##### Extract #####
Jun 08, 2005 02:37
It's often strange how we write so late at night.
Perchance it be that during day time is lost so easily from sight.
That during times of quiet contemplation, we find the voice which cries in quiet desperation.
I believe that poetry is often a lost art these days. I am quite sad that I am unable to quote a single line from the likes of Tennyson, Shakesphere (none of the R&J stuff), or Whitman. There were these people who were able to take pure emotions and place them down into words. The sheer impossibility of such a feat astounds me, and yet here today I know that somewhere out in the billions of books are trillions of words, some of which are placed just so.
I have decided to embark upon a journery to memorize at least one decent poem this summer.
After taking up boxing for but a mere week, I've successfully managed to injure my wrist to the point where it hurts to put pants on. Of course, this is not to say that I have stopped going to boxing practice. This just means that I have now increased the usage of my left hand by about 500%. It's coming swimmingly, and I hope to be able to use my inferior right hand during this Saturday during a friendly sparring match. Dear God, I hope they do not overestimate my abilities . . .
Additionally, I managed to recieve my Wusthof cuterly set today. For a paltry $179.99 I have managed to acquire 4 stunning knives, 1 delightful set of shears, and a lovely Steeler. Included in the set was a block of wood in which to place my said knives. I know. You may be thinking to yourself "That's quite a large chunk of cash to spend on a set of kitchen knives Gee" and you would be indeed correct. Yet, these are no ordinary knives. Oh no. They are precision forged to form a single 3/4 tang piece of artwork. Unlike the usual knives (basically stamped sheet metals that are sharpened) these knives have a unique balance and sharpness that belies their dreary demeanor. These knives represent one of the few obsessions I cannot justify these days. That of cookery. Look well upon these, for I shall not have another day of victory for quite some time.
I've finished reading a book by the name of "The Incident of the Dog at Midnight" by Mark Haddon. This is by far, one of the least enjoyable books I've ever read. However, it's writing style is very similar to that of J.D. Salinger's in "Catcher in the Rye". The voice of the book seems to neither have a climax nor a denuemount. It just simply exists. I hate stories without any sort of resolution, but that's just the way I am. The writing style is similar to stream of consciousness writing which outlines the thought proccess of an autistic child living in England. A lot of "adult situations" surround our young protagonist, none of which he can fully comprehend. All in all, I give it 5 out of 5 for exterior packaging, and a mere 2 out of 5 for enjoyability.
##### Listing #####
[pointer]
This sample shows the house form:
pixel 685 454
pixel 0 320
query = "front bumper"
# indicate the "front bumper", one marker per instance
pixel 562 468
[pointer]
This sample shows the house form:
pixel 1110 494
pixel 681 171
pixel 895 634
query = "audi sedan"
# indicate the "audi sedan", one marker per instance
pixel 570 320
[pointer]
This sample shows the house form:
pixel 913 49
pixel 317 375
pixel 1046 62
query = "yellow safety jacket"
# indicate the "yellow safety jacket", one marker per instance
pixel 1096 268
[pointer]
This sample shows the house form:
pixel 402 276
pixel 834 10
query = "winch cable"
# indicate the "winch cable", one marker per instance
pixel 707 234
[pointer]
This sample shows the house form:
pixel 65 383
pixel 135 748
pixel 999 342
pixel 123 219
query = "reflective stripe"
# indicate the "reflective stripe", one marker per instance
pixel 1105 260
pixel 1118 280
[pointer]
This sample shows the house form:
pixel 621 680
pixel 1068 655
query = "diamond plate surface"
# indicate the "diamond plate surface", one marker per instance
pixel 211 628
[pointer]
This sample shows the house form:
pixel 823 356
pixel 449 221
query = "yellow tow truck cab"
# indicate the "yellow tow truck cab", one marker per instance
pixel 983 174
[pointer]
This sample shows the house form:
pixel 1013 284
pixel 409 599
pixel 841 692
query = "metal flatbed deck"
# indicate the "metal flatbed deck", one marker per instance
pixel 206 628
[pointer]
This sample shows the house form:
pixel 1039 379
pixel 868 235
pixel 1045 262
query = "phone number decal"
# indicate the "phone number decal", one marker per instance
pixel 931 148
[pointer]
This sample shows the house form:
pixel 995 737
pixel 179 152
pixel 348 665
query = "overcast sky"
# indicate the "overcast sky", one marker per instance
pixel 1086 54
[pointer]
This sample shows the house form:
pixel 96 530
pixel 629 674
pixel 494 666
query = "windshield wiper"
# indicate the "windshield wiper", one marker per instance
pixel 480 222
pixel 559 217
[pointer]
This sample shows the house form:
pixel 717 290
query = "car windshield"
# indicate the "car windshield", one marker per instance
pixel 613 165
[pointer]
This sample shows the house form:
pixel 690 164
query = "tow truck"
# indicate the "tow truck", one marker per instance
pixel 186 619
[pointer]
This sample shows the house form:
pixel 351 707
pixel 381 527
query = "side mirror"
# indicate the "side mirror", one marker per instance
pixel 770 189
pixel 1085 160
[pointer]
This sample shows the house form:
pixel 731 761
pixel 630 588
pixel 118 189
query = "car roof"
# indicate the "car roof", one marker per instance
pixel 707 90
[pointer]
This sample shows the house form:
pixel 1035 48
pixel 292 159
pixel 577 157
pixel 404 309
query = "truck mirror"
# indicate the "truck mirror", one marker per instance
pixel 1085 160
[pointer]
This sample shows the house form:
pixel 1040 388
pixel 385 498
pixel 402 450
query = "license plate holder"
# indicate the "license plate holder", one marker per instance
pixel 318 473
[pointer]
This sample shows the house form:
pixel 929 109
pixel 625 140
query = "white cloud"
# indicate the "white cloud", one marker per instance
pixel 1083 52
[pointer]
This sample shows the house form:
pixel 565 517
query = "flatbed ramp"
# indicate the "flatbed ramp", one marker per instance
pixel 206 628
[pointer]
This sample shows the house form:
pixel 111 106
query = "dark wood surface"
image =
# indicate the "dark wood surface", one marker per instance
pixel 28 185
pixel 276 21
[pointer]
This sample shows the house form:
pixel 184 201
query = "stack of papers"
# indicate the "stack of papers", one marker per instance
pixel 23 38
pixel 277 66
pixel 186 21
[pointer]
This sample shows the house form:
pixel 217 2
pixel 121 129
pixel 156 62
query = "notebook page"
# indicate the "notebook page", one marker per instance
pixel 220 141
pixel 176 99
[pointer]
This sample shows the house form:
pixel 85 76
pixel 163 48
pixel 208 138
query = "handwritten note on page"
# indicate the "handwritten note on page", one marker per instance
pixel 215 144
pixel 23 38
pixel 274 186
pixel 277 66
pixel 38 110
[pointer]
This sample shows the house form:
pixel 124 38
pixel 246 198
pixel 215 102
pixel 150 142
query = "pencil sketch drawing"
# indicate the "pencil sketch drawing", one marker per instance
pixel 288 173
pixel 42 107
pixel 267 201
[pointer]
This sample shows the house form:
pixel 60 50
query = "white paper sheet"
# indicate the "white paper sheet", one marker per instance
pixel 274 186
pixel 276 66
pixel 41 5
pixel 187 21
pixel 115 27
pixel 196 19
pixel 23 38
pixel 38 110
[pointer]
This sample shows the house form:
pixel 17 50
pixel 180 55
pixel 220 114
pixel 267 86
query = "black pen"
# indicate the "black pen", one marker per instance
#####
##### Listing #####
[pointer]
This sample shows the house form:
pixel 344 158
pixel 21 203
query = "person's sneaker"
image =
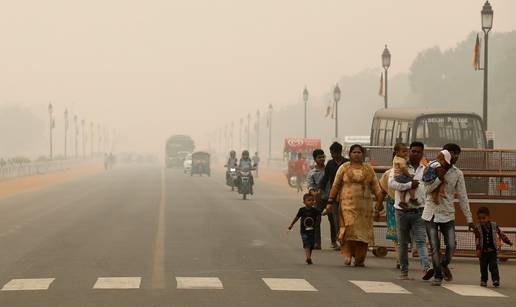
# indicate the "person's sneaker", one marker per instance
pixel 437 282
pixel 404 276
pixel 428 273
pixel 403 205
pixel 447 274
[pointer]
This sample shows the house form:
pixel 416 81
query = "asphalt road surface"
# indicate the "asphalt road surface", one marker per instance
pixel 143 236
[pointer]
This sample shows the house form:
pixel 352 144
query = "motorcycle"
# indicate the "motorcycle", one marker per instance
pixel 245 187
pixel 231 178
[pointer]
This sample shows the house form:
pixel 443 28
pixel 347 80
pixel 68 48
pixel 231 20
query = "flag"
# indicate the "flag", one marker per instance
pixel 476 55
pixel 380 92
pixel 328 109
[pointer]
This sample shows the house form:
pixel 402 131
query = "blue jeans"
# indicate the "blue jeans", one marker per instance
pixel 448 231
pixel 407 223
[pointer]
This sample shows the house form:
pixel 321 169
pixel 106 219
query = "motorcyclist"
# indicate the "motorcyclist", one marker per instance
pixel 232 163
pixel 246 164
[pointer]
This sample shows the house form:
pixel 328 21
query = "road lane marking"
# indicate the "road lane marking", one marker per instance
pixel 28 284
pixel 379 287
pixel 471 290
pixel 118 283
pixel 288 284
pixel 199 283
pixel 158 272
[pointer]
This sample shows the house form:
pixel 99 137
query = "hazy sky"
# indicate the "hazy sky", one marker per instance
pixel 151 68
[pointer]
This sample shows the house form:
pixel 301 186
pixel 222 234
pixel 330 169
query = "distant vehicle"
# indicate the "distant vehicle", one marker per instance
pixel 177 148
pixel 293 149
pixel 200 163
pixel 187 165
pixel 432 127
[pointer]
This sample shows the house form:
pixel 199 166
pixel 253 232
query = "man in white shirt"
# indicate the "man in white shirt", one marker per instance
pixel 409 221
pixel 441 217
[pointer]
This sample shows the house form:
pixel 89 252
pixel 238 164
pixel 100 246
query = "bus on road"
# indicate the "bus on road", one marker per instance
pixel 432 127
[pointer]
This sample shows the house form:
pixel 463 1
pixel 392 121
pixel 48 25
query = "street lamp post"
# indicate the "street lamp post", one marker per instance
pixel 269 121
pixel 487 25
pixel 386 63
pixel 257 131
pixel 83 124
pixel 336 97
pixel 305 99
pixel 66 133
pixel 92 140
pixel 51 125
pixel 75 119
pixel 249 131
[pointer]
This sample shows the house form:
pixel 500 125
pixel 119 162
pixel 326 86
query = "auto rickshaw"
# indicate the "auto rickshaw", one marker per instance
#####
##### Listing #####
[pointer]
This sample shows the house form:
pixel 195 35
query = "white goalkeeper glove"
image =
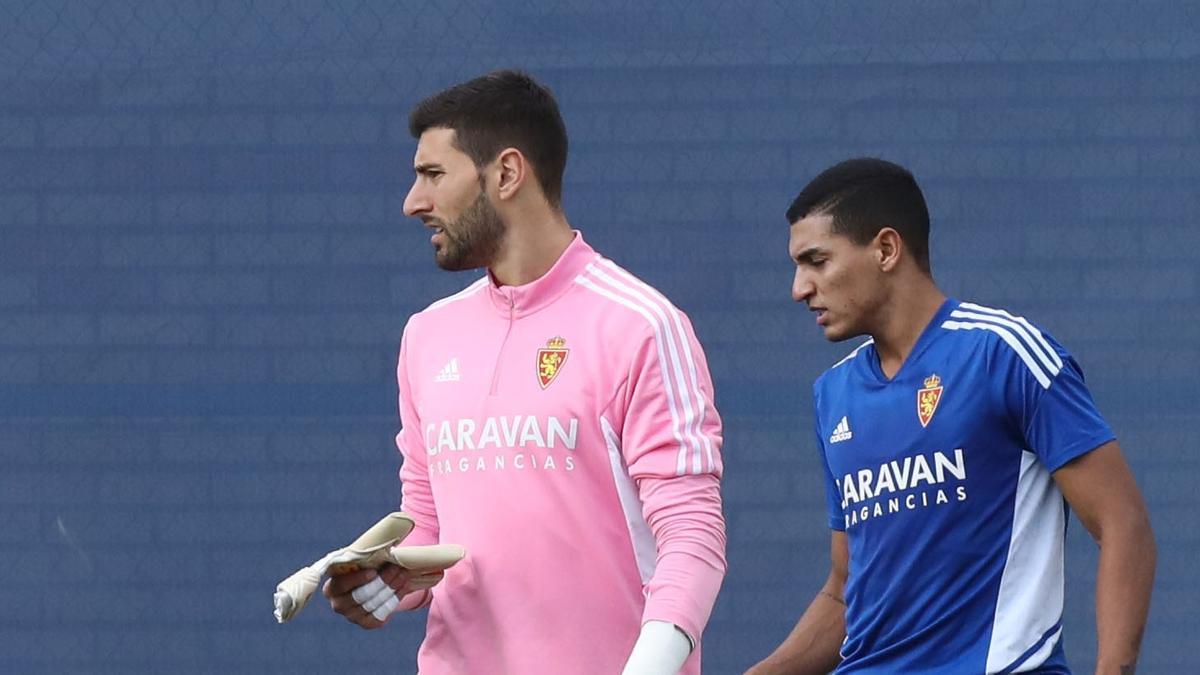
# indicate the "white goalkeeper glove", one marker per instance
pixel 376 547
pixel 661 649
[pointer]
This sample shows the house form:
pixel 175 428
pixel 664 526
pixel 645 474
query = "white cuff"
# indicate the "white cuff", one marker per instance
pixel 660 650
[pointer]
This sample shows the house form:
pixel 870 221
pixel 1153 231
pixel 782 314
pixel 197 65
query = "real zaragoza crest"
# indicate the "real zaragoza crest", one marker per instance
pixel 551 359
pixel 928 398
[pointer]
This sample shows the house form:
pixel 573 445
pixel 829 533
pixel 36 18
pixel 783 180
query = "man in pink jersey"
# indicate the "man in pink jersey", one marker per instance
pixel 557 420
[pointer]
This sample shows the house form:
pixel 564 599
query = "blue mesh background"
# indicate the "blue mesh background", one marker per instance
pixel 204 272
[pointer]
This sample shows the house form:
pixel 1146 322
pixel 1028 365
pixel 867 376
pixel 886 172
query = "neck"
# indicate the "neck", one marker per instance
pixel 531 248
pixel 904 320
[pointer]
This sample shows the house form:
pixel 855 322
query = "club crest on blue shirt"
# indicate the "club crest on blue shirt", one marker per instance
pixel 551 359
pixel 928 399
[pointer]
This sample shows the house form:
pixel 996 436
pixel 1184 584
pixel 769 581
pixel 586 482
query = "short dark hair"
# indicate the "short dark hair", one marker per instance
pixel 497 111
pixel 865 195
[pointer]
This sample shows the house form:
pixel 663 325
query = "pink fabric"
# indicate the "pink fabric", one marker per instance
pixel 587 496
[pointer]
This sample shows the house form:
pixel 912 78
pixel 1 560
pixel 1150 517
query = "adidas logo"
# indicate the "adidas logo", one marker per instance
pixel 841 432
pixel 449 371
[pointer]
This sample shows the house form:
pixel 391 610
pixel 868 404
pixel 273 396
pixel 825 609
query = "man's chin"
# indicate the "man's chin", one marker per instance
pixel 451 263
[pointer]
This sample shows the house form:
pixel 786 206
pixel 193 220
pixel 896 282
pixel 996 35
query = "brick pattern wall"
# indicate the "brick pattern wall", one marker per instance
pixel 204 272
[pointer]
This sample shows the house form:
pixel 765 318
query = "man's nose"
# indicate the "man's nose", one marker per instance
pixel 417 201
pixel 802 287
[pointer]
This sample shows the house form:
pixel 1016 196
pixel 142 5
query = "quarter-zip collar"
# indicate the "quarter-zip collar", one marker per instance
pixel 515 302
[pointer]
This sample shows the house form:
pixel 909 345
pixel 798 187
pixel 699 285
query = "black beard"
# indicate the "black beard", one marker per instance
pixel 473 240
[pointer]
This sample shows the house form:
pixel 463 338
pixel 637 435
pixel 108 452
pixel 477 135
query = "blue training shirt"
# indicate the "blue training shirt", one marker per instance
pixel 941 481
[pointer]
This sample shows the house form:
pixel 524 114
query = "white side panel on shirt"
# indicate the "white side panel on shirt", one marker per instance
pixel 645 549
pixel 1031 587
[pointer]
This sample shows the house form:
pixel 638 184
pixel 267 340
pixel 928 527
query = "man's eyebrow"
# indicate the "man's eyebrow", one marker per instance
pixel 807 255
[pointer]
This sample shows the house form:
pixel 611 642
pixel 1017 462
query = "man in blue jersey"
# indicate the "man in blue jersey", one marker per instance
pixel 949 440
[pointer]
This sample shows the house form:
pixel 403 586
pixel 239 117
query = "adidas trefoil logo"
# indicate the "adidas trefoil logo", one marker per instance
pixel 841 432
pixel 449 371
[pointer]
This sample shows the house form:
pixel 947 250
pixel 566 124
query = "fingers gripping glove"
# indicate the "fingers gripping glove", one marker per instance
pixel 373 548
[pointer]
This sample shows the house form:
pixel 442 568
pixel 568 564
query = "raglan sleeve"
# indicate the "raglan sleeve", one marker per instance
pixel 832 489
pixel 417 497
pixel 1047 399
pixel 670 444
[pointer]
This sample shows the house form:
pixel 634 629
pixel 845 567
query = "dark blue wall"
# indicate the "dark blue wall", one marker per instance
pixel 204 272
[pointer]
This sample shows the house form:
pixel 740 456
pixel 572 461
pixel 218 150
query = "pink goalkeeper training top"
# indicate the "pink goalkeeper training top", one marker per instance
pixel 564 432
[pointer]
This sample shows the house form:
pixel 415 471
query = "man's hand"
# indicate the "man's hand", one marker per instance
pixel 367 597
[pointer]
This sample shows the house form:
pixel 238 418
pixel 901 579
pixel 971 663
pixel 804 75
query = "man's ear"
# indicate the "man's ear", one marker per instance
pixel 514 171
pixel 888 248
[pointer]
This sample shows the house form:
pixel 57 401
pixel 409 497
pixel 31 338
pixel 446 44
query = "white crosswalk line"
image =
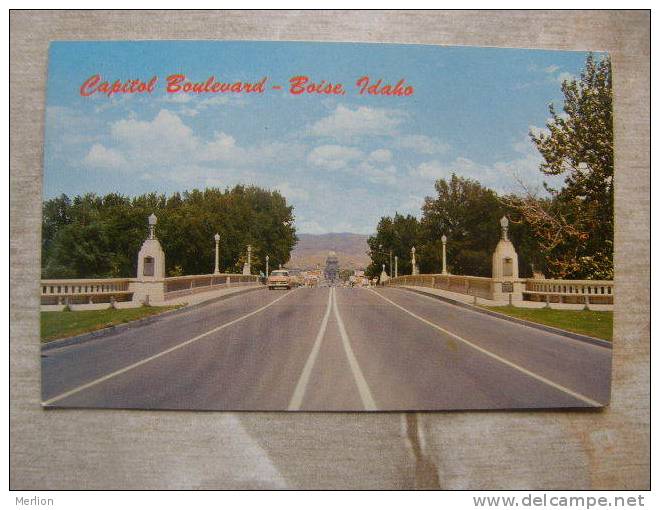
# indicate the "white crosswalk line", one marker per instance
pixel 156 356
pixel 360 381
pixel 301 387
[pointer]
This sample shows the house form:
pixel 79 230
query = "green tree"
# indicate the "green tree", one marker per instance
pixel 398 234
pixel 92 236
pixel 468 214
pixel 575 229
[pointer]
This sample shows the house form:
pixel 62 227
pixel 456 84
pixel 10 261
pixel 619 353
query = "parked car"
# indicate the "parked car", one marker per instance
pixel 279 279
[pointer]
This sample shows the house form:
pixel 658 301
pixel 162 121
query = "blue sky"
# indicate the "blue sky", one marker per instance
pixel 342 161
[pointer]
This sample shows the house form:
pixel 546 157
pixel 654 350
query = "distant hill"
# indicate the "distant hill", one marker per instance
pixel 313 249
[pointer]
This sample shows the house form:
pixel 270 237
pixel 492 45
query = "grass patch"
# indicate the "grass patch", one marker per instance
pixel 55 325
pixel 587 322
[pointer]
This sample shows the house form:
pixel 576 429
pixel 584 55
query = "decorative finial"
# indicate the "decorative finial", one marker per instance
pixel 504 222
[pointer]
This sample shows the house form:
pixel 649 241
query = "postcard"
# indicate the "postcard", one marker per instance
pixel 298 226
#####
:: Complete the following ::
A) What price does the blog entry give for the Wusthof set?
B) Print the passage of the blog entry from "I've finished reading" up to and including "5 for enjoyability.".

:: Answers to the tasks ::
A) $179.99

B)
I've finished reading a book by the name of "The Incident of the Dog at Midnight" by Mark Haddon. This is by far, one of the least enjoyable books I've ever read. However, it's writing style is very similar to that of J.D. Salinger's in "Catcher in the Rye". The voice of the book seems to neither have a climax nor a denuemount. It just simply exists. I hate stories without any sort of resolution, but that's just the way I am. The writing style is similar to stream of consciousness writing which outlines the thought proccess of an autistic child living in England. A lot of "adult situations" surround our young protagonist, none of which he can fully comprehend. All in all, I give it 5 out of 5 for exterior packaging, and a mere 2 out of 5 for enjoyability.